### The problem
According to the article on classic meat alternatives, how much protein does seitan contain per 100 g?

### Exercise passage
◆ ◆ ◆

Classic meat alternatives: Vegan staples like tofu and tempeh are still popular

Nutritional Outlook, Volume 25, Issue 6

Products like tofu and tempeh may not get the same press as flashier meat alternatives, but they still play a prominent role in the plant-based diet.

If you’ve read Nutritional Outlook’s June 2022 story on meat and dairy alternatives1, you may know that a large portion of its discussion is dedicated to products that very skillfully replicate existing meat and dairy products. These products have been an important part of increasing acceptance of plant-based alternatives beyond vegetarian and vegan demos. However, that story does not address just how diverse the market for plant-based meat and dairy alternatives really is. So many products on the market can be credited with making a plant-based lifestyle possible, as well as innovating and helping create the level of choice we see today.

In fact, while products like the Impossible Burger are getting a lot of buzz, it’s the OG vegan products that remain among the most popular. For example: “Seitan is the most popular base ingredient appearing in plant-based meat conversations in social media,” explains Pradeep Srinivasan, a consultant at Spoonshot (Saint Paul, MN), a market research firm that leverages artificial intelligence to make predictions for consumer needs, trends, and innovation opportunities. “[Seitan] is made out of gluten, the vital protein of wheat, and contains 75 g of protein per 100 g. It has nine times more protein than tofu and four times more protein than tempeh. It contains roughly the same amount of protein as animal meat and is a good source of several minerals.”

Other ingredients—in order of higher consumer acceptance to lowest—that are consistently mentioned in plant-based meat conversations include mushroom, chickpea, soybean, tofu, and jackfruit. Seitan scores the lowest among these on Spoonshot’s proprietary measure of consumer acceptance, but its popularity in social media conversations indicate the ingredient is growing in popularity. Indeed, the ingredient has deep cultural roots in Chinese, Japanese, and other East and Southeast Asian cuisines, so it may be getting a new audience in the West. However, its positioning could also indicate that maybe consumers want something gluten-free instead.

◆ ◆ ◆

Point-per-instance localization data
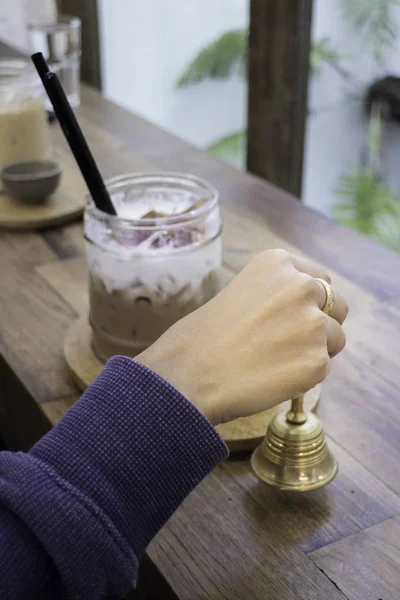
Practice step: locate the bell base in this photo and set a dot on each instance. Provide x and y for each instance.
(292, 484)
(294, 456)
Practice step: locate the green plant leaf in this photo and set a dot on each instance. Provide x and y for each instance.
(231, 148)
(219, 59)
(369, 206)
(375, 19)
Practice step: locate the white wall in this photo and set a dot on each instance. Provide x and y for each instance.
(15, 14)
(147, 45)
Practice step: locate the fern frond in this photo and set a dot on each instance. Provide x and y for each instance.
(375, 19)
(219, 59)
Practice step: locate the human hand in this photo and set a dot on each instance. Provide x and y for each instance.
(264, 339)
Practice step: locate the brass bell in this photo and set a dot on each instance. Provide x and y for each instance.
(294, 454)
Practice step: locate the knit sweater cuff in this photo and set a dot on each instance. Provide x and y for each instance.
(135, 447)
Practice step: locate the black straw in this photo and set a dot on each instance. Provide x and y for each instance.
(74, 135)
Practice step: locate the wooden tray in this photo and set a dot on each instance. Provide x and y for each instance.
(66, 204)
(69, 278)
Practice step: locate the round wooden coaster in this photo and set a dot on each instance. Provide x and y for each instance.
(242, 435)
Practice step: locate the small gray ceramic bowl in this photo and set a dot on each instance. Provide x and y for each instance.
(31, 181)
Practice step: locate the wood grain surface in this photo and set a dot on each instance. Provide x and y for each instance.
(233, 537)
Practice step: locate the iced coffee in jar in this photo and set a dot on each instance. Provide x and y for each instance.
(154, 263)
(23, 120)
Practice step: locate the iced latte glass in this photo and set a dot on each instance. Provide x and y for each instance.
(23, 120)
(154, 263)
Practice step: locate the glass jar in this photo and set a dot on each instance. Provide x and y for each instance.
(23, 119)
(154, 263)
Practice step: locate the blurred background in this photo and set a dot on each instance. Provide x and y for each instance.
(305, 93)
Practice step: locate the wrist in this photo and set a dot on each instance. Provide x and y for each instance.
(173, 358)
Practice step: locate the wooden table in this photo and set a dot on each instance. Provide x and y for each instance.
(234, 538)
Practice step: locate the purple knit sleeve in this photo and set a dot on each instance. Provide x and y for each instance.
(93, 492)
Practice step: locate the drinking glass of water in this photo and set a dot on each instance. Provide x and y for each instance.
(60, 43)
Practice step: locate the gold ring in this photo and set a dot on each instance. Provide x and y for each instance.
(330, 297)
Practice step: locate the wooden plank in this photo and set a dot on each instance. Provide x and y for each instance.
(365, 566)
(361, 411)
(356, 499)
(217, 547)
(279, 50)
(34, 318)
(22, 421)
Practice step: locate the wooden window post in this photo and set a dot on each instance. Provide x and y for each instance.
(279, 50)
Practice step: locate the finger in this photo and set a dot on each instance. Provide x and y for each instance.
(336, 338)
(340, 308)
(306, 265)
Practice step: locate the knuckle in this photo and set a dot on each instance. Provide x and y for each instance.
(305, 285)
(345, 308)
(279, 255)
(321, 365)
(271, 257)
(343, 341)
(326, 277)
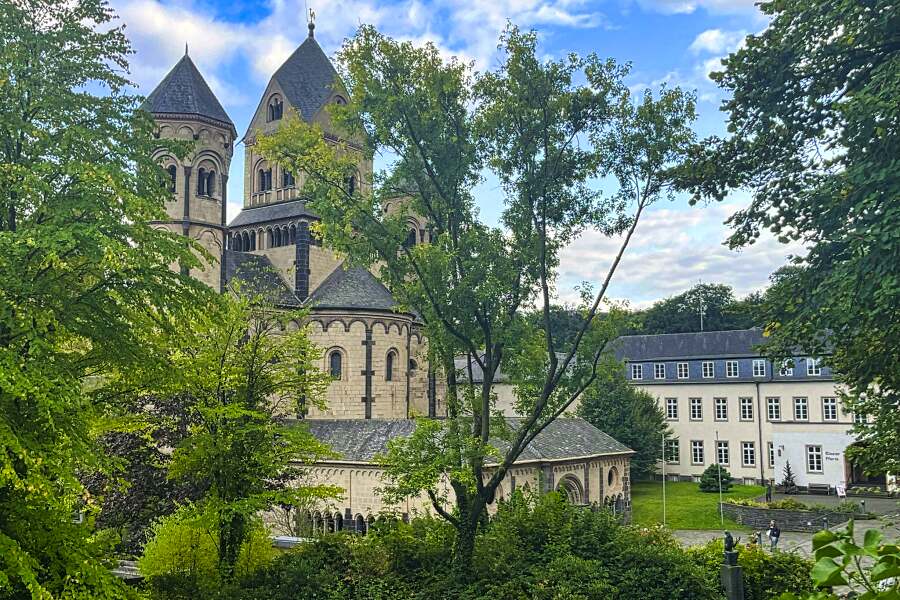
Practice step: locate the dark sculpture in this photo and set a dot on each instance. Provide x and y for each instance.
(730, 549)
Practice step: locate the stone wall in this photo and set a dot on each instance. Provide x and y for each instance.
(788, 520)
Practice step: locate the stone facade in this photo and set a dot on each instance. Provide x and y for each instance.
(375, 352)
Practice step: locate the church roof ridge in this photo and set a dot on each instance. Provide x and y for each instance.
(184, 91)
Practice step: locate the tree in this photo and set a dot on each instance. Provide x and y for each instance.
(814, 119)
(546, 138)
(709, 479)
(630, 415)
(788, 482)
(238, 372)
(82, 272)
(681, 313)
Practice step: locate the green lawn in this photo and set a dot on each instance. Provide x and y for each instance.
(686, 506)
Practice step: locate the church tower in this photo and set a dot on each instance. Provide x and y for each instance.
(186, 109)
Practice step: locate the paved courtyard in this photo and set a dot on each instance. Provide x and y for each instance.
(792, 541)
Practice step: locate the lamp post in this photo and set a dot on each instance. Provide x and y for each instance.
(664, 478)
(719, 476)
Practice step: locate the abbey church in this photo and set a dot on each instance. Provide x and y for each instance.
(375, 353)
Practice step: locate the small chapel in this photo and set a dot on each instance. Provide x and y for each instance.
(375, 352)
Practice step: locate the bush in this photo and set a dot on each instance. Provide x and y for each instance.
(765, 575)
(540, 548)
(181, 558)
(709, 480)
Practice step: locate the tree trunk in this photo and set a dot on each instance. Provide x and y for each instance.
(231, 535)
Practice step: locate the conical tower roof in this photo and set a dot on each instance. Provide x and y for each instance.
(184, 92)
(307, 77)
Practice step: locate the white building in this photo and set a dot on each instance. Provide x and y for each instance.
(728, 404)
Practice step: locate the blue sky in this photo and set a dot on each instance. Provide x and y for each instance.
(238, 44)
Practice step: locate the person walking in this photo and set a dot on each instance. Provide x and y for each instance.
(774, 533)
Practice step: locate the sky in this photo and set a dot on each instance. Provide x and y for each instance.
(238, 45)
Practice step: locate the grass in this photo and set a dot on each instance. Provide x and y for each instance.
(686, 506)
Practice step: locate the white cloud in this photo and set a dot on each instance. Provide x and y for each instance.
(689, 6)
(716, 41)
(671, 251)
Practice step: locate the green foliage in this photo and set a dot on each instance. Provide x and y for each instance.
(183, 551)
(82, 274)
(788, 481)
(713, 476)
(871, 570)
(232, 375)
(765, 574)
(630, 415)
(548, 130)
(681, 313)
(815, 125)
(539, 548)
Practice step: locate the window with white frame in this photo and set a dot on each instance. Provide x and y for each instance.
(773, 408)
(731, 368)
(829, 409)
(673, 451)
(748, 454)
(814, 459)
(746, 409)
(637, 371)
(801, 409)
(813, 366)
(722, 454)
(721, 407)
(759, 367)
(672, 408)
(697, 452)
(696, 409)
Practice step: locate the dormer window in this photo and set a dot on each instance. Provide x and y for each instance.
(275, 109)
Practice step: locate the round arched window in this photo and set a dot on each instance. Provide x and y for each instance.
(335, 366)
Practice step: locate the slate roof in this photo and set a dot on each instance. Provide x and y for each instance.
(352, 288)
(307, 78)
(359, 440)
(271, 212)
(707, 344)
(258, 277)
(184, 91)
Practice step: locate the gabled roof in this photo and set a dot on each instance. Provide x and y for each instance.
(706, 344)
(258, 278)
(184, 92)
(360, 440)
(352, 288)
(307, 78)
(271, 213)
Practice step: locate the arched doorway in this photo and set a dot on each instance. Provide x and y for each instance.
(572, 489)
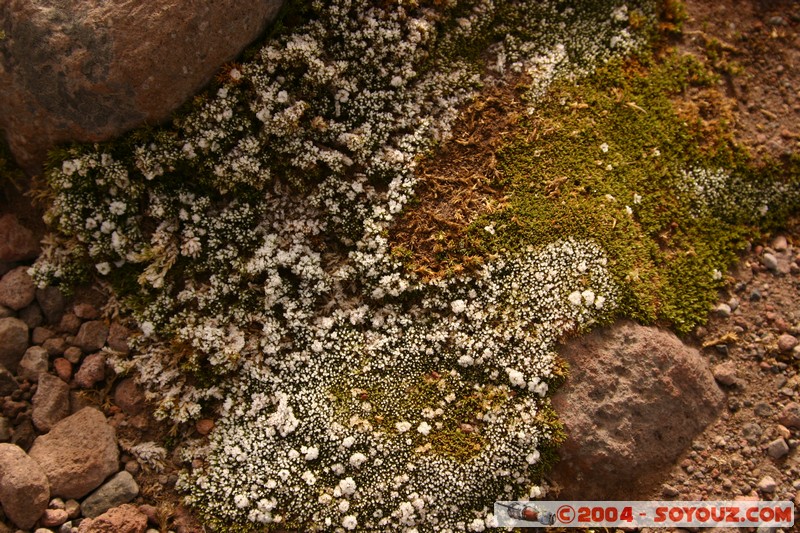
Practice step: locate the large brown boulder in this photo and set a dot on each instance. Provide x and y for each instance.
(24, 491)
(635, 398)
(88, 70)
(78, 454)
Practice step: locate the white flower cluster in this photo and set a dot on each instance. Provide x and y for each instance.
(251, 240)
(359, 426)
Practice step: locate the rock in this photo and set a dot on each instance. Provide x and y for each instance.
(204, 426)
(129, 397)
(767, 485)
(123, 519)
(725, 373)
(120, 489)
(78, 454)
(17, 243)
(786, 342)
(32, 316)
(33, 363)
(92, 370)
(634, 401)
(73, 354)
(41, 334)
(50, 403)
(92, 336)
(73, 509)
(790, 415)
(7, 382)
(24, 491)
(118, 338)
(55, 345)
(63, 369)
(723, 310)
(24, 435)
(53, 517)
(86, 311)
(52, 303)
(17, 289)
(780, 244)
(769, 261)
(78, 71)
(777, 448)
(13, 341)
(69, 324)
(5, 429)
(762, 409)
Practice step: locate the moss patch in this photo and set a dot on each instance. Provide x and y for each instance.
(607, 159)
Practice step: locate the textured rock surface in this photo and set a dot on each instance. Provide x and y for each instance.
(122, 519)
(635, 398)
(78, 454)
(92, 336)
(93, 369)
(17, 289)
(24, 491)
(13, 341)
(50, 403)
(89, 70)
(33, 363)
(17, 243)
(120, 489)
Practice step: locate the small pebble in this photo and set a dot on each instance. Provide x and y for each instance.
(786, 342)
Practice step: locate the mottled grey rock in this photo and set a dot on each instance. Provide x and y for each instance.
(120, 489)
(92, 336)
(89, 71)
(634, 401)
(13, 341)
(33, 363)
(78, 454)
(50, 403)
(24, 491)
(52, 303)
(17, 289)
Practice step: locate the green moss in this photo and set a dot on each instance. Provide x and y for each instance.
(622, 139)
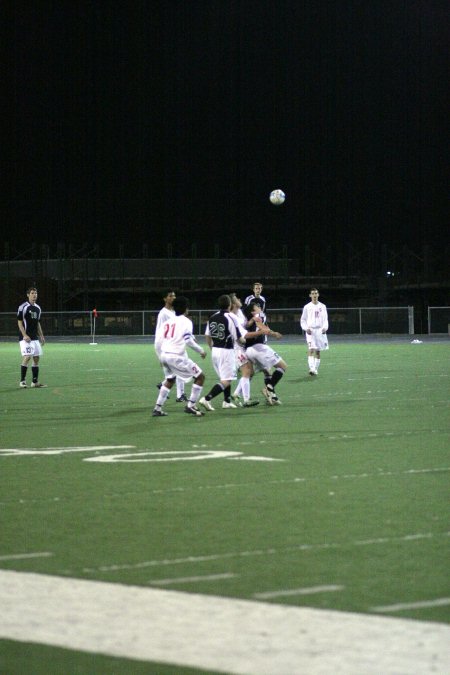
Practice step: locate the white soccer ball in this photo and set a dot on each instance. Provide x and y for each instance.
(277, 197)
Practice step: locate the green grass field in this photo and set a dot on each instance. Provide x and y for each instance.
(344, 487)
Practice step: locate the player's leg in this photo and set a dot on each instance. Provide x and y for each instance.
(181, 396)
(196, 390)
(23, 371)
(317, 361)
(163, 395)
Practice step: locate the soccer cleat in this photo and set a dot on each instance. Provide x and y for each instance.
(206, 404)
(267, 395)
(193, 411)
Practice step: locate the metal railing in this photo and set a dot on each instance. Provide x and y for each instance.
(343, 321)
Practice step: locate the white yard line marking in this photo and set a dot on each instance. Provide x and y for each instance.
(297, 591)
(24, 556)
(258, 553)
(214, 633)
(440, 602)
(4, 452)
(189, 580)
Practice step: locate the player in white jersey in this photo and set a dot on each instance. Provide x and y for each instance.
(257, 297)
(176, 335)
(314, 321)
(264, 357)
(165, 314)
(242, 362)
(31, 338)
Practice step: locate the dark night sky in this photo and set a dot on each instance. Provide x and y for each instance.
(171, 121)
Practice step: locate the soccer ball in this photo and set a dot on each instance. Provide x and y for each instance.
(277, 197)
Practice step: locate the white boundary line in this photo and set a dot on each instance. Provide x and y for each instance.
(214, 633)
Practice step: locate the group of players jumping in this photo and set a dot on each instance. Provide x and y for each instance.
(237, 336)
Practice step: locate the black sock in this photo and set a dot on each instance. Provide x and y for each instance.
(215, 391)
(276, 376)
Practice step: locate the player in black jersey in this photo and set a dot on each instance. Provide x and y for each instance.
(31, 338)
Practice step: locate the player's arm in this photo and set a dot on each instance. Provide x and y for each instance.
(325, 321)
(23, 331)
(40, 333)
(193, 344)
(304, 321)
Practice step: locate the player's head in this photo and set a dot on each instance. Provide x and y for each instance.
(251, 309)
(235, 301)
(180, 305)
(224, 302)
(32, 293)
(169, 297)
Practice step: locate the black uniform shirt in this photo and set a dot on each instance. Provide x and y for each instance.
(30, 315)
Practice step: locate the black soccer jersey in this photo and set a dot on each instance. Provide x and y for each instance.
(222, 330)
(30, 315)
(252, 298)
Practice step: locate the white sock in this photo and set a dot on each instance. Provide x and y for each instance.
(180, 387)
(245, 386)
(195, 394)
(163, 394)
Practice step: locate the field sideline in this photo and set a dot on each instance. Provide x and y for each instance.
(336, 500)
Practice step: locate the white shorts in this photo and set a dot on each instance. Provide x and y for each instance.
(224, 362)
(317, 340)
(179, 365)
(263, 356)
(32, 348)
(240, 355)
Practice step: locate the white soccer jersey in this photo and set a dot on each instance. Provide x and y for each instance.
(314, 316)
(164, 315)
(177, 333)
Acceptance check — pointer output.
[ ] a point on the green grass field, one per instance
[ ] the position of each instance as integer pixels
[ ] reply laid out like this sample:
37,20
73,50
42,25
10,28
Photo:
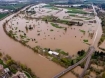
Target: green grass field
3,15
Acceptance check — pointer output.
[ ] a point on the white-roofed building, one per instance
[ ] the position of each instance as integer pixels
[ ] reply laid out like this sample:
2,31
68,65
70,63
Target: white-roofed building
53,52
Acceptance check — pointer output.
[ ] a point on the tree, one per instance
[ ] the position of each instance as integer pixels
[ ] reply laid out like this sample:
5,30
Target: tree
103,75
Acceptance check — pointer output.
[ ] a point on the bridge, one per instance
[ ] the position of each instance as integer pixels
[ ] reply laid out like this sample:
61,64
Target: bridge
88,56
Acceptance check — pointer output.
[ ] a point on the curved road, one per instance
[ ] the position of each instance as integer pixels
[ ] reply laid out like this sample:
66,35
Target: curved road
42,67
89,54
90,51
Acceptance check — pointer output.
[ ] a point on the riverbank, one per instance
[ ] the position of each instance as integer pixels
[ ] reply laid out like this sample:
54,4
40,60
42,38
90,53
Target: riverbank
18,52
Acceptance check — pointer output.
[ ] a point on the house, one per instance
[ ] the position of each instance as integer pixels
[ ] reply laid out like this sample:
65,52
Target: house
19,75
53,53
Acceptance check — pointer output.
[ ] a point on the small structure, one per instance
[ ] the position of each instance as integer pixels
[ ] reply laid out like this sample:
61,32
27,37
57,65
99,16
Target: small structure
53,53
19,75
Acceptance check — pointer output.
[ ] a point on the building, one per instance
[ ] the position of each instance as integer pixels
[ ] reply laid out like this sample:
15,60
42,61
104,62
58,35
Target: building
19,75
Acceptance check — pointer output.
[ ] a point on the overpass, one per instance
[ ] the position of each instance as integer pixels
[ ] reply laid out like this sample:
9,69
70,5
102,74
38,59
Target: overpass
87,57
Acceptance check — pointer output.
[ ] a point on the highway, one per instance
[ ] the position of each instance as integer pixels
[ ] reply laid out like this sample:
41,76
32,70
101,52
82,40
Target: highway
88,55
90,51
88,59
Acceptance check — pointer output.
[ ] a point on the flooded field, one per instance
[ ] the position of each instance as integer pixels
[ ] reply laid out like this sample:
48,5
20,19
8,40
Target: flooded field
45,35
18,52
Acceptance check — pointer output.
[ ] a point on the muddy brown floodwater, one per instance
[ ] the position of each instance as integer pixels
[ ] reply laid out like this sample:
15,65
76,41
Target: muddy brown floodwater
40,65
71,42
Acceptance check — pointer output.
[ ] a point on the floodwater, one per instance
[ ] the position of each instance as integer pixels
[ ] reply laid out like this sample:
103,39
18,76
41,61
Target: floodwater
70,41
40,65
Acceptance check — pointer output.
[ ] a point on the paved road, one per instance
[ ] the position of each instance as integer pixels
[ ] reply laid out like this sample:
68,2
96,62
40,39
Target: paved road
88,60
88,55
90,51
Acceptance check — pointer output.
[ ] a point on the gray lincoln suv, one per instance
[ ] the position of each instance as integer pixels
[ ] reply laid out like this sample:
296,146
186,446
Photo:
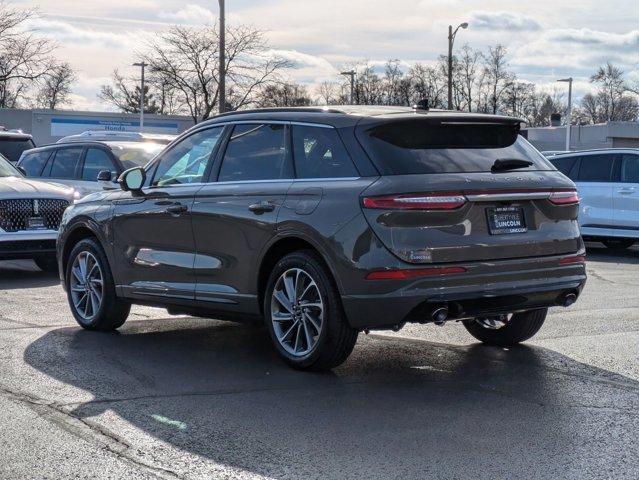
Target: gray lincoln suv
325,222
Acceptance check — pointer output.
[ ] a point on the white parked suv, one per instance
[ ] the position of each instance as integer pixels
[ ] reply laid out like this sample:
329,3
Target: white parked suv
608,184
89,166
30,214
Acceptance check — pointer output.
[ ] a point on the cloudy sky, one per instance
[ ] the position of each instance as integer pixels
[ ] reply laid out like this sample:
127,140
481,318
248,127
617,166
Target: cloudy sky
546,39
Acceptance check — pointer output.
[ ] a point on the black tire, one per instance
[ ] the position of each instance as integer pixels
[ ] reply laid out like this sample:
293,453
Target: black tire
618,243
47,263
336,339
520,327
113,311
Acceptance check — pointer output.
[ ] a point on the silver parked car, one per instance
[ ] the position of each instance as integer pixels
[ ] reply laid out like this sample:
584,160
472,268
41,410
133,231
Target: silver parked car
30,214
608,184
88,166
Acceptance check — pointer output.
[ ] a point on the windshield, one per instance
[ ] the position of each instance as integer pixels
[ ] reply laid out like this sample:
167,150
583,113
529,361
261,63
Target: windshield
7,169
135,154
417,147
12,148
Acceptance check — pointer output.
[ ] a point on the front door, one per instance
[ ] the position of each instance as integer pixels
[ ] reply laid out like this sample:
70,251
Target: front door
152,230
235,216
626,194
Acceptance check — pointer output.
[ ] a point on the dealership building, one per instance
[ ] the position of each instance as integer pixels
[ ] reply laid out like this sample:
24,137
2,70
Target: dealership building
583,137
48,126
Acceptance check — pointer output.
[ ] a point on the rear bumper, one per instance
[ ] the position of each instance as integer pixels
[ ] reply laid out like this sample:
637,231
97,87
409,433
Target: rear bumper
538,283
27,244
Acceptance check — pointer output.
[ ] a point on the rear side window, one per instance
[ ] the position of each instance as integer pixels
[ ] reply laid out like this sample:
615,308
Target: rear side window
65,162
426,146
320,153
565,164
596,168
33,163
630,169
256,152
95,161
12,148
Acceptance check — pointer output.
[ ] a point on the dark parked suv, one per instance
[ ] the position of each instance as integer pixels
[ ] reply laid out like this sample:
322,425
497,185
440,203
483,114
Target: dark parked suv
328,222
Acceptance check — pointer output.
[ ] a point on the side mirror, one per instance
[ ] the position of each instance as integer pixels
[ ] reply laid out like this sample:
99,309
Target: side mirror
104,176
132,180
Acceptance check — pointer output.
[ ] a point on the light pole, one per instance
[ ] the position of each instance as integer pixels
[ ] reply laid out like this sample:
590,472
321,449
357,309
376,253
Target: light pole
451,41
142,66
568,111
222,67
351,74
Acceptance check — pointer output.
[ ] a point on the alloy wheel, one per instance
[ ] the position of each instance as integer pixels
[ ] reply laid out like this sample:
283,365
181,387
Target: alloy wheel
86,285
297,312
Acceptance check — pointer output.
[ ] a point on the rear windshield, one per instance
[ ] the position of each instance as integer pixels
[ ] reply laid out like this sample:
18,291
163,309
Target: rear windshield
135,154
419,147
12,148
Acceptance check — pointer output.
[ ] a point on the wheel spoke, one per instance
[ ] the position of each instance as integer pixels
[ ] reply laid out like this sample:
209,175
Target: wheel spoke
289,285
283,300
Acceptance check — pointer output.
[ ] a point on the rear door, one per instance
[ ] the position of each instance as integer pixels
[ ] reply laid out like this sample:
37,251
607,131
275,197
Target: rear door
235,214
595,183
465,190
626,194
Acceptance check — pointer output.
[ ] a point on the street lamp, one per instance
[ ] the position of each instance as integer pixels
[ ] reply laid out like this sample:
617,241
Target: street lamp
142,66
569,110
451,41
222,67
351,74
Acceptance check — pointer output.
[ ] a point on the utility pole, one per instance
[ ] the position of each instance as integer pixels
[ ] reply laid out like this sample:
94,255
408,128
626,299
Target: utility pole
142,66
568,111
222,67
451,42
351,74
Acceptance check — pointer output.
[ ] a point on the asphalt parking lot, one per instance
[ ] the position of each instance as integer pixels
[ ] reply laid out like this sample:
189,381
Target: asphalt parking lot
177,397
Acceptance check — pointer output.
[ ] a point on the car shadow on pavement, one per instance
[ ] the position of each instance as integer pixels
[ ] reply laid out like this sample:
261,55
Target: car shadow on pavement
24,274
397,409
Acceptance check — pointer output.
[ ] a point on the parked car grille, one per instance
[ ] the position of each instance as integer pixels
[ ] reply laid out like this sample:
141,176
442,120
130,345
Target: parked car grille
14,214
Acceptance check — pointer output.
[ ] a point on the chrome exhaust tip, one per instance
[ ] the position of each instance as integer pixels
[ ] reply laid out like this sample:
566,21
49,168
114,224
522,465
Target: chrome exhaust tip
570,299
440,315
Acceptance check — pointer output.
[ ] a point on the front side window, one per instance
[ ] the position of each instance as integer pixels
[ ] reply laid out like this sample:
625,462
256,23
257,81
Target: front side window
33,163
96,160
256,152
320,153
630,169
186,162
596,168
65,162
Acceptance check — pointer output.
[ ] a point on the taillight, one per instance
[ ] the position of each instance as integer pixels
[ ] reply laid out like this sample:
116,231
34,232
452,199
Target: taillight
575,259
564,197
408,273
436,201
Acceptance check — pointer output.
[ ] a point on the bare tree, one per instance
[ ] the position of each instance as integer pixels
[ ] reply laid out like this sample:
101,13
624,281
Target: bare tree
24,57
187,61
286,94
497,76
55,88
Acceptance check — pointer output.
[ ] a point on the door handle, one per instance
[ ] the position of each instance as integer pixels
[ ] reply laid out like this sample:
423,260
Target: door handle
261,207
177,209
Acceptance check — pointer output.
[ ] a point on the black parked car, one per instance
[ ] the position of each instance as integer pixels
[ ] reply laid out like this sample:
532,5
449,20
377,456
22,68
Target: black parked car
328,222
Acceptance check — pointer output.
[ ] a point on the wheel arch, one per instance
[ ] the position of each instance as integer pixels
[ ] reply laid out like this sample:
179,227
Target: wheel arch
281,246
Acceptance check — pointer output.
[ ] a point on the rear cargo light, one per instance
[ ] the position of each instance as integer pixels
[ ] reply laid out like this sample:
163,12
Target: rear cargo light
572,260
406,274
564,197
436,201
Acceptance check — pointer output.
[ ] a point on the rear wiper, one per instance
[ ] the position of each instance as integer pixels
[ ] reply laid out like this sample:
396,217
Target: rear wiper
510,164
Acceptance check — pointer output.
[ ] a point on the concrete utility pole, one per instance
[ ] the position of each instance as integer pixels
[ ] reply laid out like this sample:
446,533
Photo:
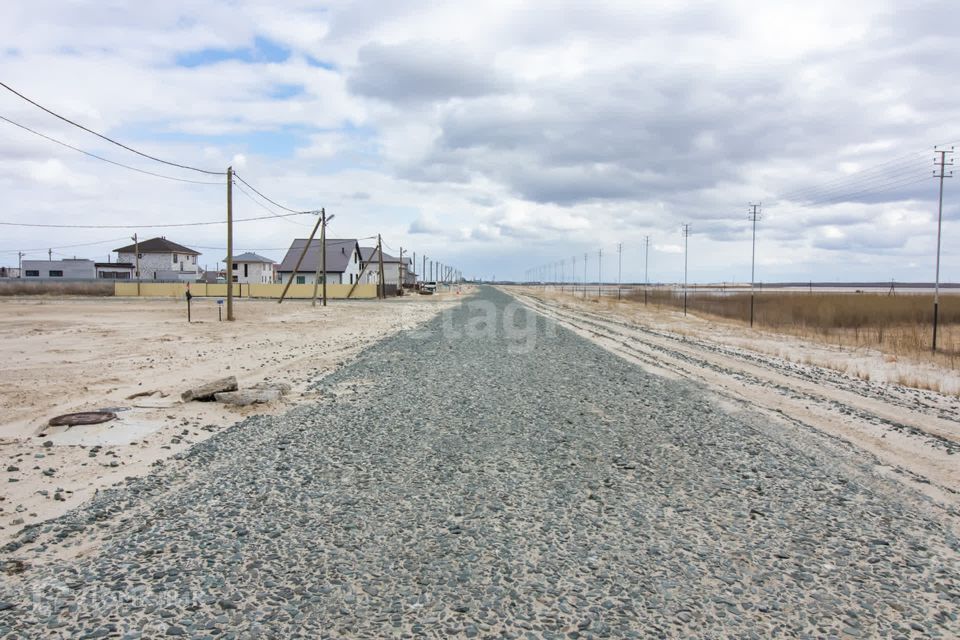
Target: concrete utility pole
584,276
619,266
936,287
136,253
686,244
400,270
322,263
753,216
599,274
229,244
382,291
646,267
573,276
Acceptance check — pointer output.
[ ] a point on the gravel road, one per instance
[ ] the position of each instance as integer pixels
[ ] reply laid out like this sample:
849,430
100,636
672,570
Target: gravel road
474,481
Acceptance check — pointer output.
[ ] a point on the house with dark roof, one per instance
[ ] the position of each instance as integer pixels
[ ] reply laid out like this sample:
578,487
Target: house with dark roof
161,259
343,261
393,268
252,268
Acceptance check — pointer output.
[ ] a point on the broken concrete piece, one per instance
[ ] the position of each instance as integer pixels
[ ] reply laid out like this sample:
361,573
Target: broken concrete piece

◆ ◆ ◆

### Exercise output
75 g of protein per 100 g.